# Arbeitsauftrag
Zitiere aus dem Interviewauszug über Strahlung und Abrüstung weiter unten alles von „Seitenova: Die Forschung“ bis einschließlich „Krieg zu sein.“.

# Textauszug
────────────────────────────────────────

Seitenova: Die Forschung zeigt, dass die Strahlung die reproduktive Gesundheit von Frauen und Mädchen besonders beeinträchtigt. Aber ich wollte zeigen, dass es mehr ist als dieser biologische Aspekt. Es geht auch um Rollenverteilung: Frauen tragen viele Lasten – sie versorgen kranke Kinder, stemmen das Überleben oft allein. Und in der Abrüstungsdebatte dominieren Männer. Ich wollte beweisen: Frauen übernehmen längst Führungsrollen in diesem Kampf.
Ich betrachte all das aber auch aus einer dekolonialen Perspektive: Manche sagen, wir seien keine Kolonie der Sowjetunion gewesen. Aber wir hatten keine Entscheidungsgewalt. Wenn wir die Wahl gehabt hätten, hätte sich mein Volk nicht dafür entschieden, Versuchskaninchen im Kalten Krieg zu sein.

Frau Morgant-Cross, Sie sind Mutter zweier Kinder. Wie prägt das Ihren Aktivismus?

────────────────────────────────────────

# Bereitgestellte Daten
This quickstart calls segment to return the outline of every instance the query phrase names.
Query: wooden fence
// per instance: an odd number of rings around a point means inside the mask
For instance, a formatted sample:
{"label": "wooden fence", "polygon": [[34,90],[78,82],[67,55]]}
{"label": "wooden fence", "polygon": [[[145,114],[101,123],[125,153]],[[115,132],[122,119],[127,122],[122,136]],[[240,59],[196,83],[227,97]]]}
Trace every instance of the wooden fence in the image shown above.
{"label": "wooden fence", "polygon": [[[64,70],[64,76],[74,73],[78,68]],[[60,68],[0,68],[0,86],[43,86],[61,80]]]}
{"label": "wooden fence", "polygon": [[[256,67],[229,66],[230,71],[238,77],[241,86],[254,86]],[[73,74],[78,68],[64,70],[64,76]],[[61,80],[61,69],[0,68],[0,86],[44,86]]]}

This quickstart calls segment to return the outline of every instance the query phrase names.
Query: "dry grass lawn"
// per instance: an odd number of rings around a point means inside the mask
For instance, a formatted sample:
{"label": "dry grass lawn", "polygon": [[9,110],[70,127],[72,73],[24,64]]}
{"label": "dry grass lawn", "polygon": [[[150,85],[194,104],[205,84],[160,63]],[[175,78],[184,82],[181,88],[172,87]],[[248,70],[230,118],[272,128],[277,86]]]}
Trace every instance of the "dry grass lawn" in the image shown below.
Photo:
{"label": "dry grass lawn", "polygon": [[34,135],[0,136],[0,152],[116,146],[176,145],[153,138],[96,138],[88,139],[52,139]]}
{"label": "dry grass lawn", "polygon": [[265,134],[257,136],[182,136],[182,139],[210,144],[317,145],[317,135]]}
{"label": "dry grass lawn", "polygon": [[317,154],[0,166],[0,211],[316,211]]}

────────────────────────────────────────

# Lösung
Seitenova: Die Forschung zeigt, dass die Strahlung die reproduktive Gesundheit von Frauen und Mädchen besonders beeinträchtigt. Aber ich wollte zeigen, dass es mehr ist als dieser biologische Aspekt. Es geht auch um Rollenverteilung: Frauen tragen viele Lasten – sie versorgen kranke Kinder, stemmen das Überleben oft allein. Und in der Abrüstungsdebatte dominieren Männer. Ich wollte beweisen: Frauen übernehmen längst Führungsrollen in diesem Kampf.
Ich betrachte all das aber auch aus einer dekolonialen Perspektive: Manche sagen, wir seien keine Kolonie der Sowjetunion gewesen. Aber wir hatten keine Entscheidungsgewalt. Wenn wir die Wahl gehabt hätten, hätte sich mein Volk nicht dafür entschieden, Versuchskaninchen im Kalten Krieg zu sein.